> _WORK REQUIRED_:
Quote every one of the entries below word for word, with each line kept as it appears.

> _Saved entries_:

========

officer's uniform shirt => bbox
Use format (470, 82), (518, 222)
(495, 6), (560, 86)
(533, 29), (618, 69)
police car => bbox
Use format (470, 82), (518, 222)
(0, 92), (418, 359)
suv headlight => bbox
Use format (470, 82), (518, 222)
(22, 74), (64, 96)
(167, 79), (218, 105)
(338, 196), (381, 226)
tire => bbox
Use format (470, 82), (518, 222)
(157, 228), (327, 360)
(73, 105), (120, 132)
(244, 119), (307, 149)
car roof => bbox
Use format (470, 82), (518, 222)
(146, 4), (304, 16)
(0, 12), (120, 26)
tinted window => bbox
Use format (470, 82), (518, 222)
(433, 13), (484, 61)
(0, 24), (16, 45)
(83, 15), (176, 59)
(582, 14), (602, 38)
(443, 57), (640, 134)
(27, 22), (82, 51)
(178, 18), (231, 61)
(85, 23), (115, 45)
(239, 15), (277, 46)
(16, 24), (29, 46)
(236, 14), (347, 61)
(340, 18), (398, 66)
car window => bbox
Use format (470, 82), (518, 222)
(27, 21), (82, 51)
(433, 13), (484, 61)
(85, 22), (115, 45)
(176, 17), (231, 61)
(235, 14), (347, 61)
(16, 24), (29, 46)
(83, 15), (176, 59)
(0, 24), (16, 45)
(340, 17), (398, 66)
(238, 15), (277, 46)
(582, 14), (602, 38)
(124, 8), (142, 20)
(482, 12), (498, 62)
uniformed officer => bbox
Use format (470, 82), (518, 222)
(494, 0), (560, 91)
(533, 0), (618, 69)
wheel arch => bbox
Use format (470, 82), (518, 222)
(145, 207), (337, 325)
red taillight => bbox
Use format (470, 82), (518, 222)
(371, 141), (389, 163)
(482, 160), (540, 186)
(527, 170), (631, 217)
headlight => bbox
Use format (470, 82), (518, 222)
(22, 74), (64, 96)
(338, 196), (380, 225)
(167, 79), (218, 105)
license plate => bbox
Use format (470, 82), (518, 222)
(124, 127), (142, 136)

========

> _OUTPUT OF THE EXERCISE_:
officer's uniform shirt => bbox
Use format (470, 82), (518, 222)
(495, 6), (560, 86)
(533, 29), (618, 69)
police car => bbox
Use format (470, 82), (518, 222)
(0, 92), (418, 359)
suv headlight => bbox
Use format (470, 82), (518, 222)
(22, 74), (64, 96)
(167, 79), (218, 105)
(338, 196), (381, 226)
tire => bbox
Use format (470, 82), (518, 222)
(157, 228), (327, 360)
(73, 105), (120, 132)
(244, 119), (307, 149)
car roof => bbox
Use format (470, 82), (518, 222)
(146, 4), (304, 16)
(0, 12), (120, 26)
tinted window => bbox
Use format (470, 82), (518, 222)
(433, 13), (484, 61)
(0, 24), (16, 45)
(83, 15), (176, 59)
(582, 14), (602, 38)
(443, 57), (640, 134)
(27, 22), (82, 51)
(178, 18), (231, 61)
(85, 23), (115, 45)
(239, 15), (277, 46)
(16, 24), (29, 46)
(236, 14), (347, 61)
(340, 18), (398, 66)
car window => bbox
Use format (470, 82), (518, 222)
(27, 21), (82, 51)
(433, 13), (484, 61)
(85, 22), (115, 45)
(176, 17), (231, 61)
(235, 14), (347, 61)
(16, 24), (29, 46)
(83, 15), (176, 59)
(0, 24), (16, 45)
(340, 17), (398, 66)
(238, 15), (277, 46)
(582, 14), (602, 38)
(124, 8), (142, 20)
(482, 12), (498, 62)
uniformed officer => bbox
Use format (470, 82), (518, 222)
(494, 0), (560, 91)
(533, 0), (618, 69)
wheel arch => bbox
Use format (470, 82), (518, 222)
(145, 207), (337, 325)
red taillight => bbox
Use format (470, 82), (518, 222)
(371, 141), (389, 163)
(482, 160), (540, 186)
(527, 170), (631, 217)
headlight => bbox
Use format (470, 82), (518, 222)
(22, 74), (64, 96)
(338, 196), (380, 225)
(167, 79), (218, 105)
license plate => bbox
Use format (470, 82), (518, 222)
(124, 127), (142, 136)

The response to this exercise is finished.